* Begin *
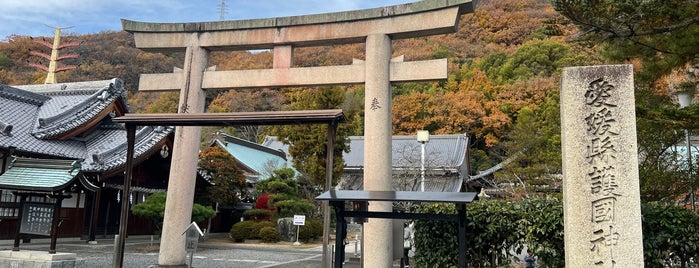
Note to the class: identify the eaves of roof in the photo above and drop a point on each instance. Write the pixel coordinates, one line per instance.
(41, 175)
(75, 106)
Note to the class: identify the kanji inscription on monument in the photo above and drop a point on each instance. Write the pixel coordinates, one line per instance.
(601, 198)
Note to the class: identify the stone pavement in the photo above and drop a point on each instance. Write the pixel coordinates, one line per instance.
(217, 251)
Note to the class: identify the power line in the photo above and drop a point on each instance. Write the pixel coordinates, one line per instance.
(222, 8)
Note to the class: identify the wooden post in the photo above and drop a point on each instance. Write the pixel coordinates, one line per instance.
(124, 219)
(22, 199)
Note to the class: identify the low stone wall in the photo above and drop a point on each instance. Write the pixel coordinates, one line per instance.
(39, 259)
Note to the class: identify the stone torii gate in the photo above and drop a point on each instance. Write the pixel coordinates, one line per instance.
(375, 27)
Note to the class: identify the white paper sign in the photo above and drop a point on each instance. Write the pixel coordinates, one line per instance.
(299, 219)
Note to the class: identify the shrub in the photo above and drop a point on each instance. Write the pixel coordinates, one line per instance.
(255, 231)
(242, 230)
(311, 230)
(269, 235)
(259, 214)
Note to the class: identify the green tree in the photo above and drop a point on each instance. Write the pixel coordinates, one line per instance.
(662, 34)
(228, 180)
(283, 189)
(534, 144)
(154, 209)
(308, 143)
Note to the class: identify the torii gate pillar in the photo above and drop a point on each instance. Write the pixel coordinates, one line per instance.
(377, 133)
(377, 27)
(180, 192)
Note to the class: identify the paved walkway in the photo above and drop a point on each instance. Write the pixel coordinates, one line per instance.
(217, 251)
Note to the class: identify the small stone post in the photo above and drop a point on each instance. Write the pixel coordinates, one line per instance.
(601, 197)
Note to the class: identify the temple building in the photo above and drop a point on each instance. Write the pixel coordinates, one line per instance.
(57, 141)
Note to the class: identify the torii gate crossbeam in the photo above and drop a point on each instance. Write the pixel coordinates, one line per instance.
(376, 27)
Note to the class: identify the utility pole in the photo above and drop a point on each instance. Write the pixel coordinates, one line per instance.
(54, 58)
(222, 10)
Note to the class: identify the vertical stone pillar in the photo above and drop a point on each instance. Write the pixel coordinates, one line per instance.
(601, 195)
(185, 154)
(377, 251)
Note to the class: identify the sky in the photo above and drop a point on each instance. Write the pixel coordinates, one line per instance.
(38, 17)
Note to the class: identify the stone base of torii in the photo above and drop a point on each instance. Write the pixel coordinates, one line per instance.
(376, 27)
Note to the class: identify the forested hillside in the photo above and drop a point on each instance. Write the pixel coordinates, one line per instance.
(502, 90)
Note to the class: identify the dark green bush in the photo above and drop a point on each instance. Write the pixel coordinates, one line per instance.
(259, 214)
(669, 229)
(242, 230)
(255, 231)
(245, 230)
(269, 235)
(495, 229)
(311, 230)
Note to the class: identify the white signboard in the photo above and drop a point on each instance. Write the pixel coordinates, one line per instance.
(299, 219)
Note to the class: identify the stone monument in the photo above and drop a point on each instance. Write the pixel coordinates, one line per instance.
(601, 195)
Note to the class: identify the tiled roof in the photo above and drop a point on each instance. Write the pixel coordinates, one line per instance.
(258, 158)
(446, 162)
(442, 151)
(40, 174)
(71, 105)
(62, 108)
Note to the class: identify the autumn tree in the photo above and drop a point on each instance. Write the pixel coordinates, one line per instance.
(662, 34)
(228, 181)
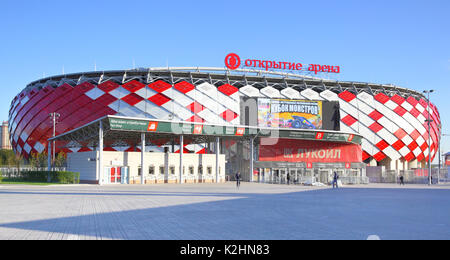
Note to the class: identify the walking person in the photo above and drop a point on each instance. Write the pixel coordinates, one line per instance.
(335, 178)
(238, 179)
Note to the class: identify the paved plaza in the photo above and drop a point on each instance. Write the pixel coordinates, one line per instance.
(220, 211)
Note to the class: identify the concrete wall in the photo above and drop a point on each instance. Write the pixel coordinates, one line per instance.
(170, 163)
(79, 162)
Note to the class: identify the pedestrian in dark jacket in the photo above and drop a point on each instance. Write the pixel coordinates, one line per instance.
(238, 179)
(335, 178)
(401, 181)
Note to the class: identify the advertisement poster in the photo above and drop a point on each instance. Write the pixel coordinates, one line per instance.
(289, 150)
(286, 113)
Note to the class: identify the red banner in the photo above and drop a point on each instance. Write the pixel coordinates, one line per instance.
(289, 150)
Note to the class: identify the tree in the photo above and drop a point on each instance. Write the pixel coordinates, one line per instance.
(16, 161)
(60, 160)
(38, 160)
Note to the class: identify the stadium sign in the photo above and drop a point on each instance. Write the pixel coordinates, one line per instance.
(162, 127)
(233, 61)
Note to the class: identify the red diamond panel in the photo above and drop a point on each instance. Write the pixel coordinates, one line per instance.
(415, 134)
(108, 86)
(228, 89)
(382, 98)
(375, 127)
(347, 96)
(349, 120)
(379, 156)
(133, 86)
(159, 99)
(382, 145)
(398, 145)
(365, 156)
(409, 157)
(400, 133)
(413, 145)
(423, 103)
(414, 112)
(420, 157)
(160, 86)
(400, 111)
(132, 99)
(398, 99)
(424, 147)
(375, 115)
(412, 101)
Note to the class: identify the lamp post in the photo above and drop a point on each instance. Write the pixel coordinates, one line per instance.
(54, 116)
(429, 133)
(439, 171)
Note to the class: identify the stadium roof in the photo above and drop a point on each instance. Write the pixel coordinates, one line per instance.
(213, 75)
(121, 128)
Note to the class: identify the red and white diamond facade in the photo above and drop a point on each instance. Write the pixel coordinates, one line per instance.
(391, 120)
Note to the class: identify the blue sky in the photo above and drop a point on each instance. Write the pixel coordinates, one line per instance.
(399, 42)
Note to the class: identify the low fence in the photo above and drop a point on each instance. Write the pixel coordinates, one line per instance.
(14, 173)
(416, 176)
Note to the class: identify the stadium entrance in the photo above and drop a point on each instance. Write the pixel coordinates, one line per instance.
(260, 154)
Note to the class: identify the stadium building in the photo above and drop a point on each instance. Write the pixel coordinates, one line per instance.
(274, 124)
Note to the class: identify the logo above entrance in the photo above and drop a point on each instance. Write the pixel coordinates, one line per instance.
(232, 61)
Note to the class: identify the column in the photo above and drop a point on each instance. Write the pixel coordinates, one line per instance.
(252, 155)
(217, 158)
(181, 157)
(142, 158)
(100, 154)
(49, 160)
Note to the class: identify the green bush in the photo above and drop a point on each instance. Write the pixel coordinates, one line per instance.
(64, 177)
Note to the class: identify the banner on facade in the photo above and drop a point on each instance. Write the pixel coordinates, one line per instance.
(290, 150)
(286, 113)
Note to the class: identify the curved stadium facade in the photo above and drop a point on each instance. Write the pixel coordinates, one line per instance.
(391, 119)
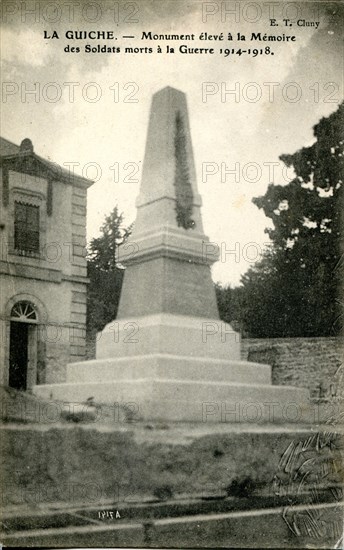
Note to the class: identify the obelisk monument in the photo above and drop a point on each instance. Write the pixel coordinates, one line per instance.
(168, 351)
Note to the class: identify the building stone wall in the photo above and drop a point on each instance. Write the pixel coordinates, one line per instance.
(54, 279)
(313, 363)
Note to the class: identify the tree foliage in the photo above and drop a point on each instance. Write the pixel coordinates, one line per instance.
(104, 272)
(294, 289)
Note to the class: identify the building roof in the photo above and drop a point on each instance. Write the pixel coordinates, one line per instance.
(11, 151)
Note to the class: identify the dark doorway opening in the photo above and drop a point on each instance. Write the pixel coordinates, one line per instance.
(18, 355)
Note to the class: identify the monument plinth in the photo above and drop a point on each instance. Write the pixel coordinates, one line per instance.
(168, 351)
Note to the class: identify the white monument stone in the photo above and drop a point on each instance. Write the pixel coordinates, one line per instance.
(167, 351)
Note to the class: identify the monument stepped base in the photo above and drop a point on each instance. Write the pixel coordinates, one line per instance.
(189, 401)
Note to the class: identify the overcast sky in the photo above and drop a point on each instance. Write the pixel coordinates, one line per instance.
(247, 131)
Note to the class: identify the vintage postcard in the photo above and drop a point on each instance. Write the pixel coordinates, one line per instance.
(171, 213)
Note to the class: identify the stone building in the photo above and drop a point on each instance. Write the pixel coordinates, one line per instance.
(43, 278)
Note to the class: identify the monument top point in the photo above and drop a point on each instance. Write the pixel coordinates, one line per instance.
(169, 90)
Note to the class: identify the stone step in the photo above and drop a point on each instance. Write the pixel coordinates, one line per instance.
(190, 400)
(164, 366)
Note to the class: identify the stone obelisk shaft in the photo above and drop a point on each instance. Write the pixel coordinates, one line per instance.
(168, 255)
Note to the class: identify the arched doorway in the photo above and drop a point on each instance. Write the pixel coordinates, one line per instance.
(23, 346)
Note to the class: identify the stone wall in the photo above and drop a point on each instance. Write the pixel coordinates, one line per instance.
(313, 363)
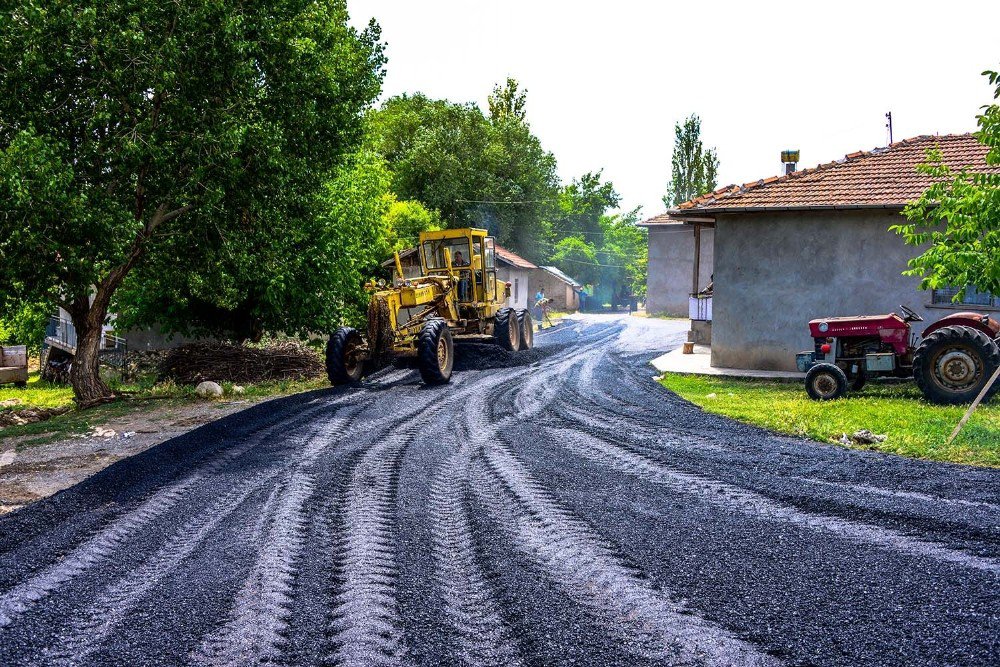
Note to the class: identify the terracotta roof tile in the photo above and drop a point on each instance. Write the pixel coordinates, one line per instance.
(884, 177)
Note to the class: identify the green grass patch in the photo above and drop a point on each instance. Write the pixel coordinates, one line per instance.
(72, 423)
(38, 394)
(655, 316)
(136, 396)
(912, 426)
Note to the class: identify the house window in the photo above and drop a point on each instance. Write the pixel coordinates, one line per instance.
(972, 297)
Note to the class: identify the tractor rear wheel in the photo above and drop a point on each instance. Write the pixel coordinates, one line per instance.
(825, 382)
(858, 381)
(505, 330)
(526, 328)
(435, 352)
(953, 364)
(343, 363)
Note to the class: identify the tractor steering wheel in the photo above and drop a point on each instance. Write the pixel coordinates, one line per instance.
(909, 315)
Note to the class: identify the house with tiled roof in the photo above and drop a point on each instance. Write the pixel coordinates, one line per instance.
(808, 244)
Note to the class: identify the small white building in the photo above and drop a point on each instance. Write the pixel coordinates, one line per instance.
(518, 271)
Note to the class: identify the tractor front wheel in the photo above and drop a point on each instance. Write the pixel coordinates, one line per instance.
(344, 363)
(825, 382)
(505, 330)
(526, 328)
(435, 352)
(953, 364)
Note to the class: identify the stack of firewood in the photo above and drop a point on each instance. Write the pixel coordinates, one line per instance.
(225, 362)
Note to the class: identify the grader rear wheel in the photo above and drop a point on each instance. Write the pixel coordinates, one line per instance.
(954, 363)
(435, 352)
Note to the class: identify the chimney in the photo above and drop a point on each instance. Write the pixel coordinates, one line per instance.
(789, 158)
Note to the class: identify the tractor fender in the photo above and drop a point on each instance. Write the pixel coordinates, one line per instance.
(987, 324)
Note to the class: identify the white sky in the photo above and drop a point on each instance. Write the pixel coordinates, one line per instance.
(607, 80)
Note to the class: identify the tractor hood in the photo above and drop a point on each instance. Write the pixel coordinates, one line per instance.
(861, 325)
* End *
- _Written task_: Transcribe word for word the lines from the one holding "Note to the class: identify the tractor front" to the last line of the listing above, inclusive.

- _Response to this exercise_:
Note to the class: identify the tractor front wheel in the photo above and drop a point on each instance. Write the pixel coordinates, one line per instance.
(344, 363)
(825, 382)
(505, 330)
(526, 328)
(435, 352)
(953, 364)
Note to the class: identify the stack of firewood in the photo above and drop a point on each instance. Write the pixel coordinates, one line per instance.
(225, 362)
Note to the class: identify the grader rear wheel in the photo above and drop a point on each instance. Write the pixel coordinates, one line per instance.
(954, 363)
(435, 352)
Note to the class: identify the chimney in the photo above and drop a point on each instance. Write the pixel coordinates, one line per instance.
(789, 158)
Note to the class: identify the tractor fender in the photo above and drop a point on each instance. Write the pixel coordinates, one line per instance.
(987, 324)
Note to the class: identify the white sky in the photo above and drop a point on each instance. Write the pixel coordinates, one line per instance.
(607, 80)
Note to the class: identify the tractor hood in the photo above and drop a point on each instance. Write the pixel coordinates, one line per instance.
(861, 325)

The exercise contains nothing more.